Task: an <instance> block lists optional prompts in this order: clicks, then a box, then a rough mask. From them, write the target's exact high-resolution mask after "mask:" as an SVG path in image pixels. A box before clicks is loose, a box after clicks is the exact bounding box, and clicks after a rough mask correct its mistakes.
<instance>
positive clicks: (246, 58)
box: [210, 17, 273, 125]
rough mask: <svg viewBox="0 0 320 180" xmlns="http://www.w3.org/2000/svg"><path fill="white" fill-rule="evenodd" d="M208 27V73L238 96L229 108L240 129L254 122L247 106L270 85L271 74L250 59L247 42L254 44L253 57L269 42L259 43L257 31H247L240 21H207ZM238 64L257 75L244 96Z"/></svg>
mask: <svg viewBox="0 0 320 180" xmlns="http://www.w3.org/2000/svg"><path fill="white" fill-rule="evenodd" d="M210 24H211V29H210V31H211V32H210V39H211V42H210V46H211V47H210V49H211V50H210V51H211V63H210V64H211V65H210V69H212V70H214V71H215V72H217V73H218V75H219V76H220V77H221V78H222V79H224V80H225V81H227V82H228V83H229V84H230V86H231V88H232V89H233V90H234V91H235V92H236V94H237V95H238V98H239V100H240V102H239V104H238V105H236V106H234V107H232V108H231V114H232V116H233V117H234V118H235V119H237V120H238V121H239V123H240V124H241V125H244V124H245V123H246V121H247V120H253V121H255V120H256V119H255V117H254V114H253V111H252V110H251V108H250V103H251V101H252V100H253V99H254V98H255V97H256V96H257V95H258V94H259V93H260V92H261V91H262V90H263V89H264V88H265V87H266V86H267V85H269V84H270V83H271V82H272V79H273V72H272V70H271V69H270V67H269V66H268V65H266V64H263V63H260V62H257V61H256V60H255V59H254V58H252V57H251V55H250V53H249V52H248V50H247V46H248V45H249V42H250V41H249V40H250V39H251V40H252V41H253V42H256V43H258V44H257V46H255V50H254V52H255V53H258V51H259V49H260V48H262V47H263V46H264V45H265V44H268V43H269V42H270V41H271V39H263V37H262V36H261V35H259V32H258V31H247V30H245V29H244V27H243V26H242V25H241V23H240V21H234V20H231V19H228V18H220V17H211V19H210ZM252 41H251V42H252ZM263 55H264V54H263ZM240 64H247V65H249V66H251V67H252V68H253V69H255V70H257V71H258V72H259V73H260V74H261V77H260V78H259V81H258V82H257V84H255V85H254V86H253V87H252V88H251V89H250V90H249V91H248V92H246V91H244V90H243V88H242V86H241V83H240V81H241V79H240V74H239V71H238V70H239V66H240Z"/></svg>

────────

TASK: Copy each entry exactly, with nothing added or dropped.

SOLUTION TO THE PROBLEM:
Task: an <instance> block lists optional prompts in this order: clicks, then a box, then a rough mask. From them, write the target's exact high-resolution mask after "mask:" as an SVG path in image pixels. A box before clicks is loose, a box after clicks is the exact bounding box, and clicks after a rough mask correct its mistakes.
<instance>
positive clicks: (246, 58)
box: [210, 17, 273, 125]
rough mask: <svg viewBox="0 0 320 180" xmlns="http://www.w3.org/2000/svg"><path fill="white" fill-rule="evenodd" d="M208 27V73L238 96L229 108L240 129L254 122L247 106L270 85L271 74L250 59L247 42L254 44L253 57L269 42L259 43L257 31H247L240 21H207ZM238 64L257 75L244 96Z"/></svg>
mask: <svg viewBox="0 0 320 180" xmlns="http://www.w3.org/2000/svg"><path fill="white" fill-rule="evenodd" d="M210 24H211V29H210V31H211V32H210V39H211V42H210V46H211V47H210V49H211V50H210V51H211V63H210V64H211V65H210V69H212V70H214V71H215V72H217V73H218V75H219V76H220V77H221V78H222V79H224V80H225V81H227V82H228V83H229V84H230V86H231V88H232V89H233V90H234V91H235V92H236V94H237V95H238V98H239V100H240V102H239V104H238V105H236V106H234V107H232V108H231V114H232V116H233V117H234V118H235V119H237V120H238V121H239V123H240V124H241V125H244V124H245V123H246V121H247V120H253V121H255V120H256V119H255V117H254V114H253V111H252V110H251V108H250V103H251V101H252V100H253V99H254V98H255V97H256V96H257V95H258V94H259V93H260V92H261V91H262V90H263V89H264V88H265V87H266V86H267V85H269V84H270V83H271V82H272V79H273V72H272V70H271V69H270V67H269V66H268V65H266V64H263V63H260V62H257V61H256V60H255V59H254V58H252V57H251V55H250V53H249V52H248V50H247V46H248V45H249V42H250V41H249V40H250V39H251V40H252V41H253V42H256V43H258V44H257V46H255V50H254V52H255V53H258V51H259V49H260V48H262V47H263V46H264V45H265V44H268V43H269V42H270V41H271V39H263V37H262V36H261V35H259V32H258V31H247V30H245V29H244V27H243V26H242V25H241V23H240V21H234V20H231V19H228V18H220V17H211V19H210ZM252 41H251V42H252ZM263 55H264V54H263ZM240 64H247V65H249V66H251V67H252V68H253V69H255V70H257V71H258V72H259V73H260V74H261V77H260V78H259V81H258V82H257V84H255V85H254V86H253V87H252V88H251V89H250V90H249V91H248V92H246V91H244V90H243V88H242V86H241V83H240V81H241V79H240V74H239V71H238V70H239V66H240Z"/></svg>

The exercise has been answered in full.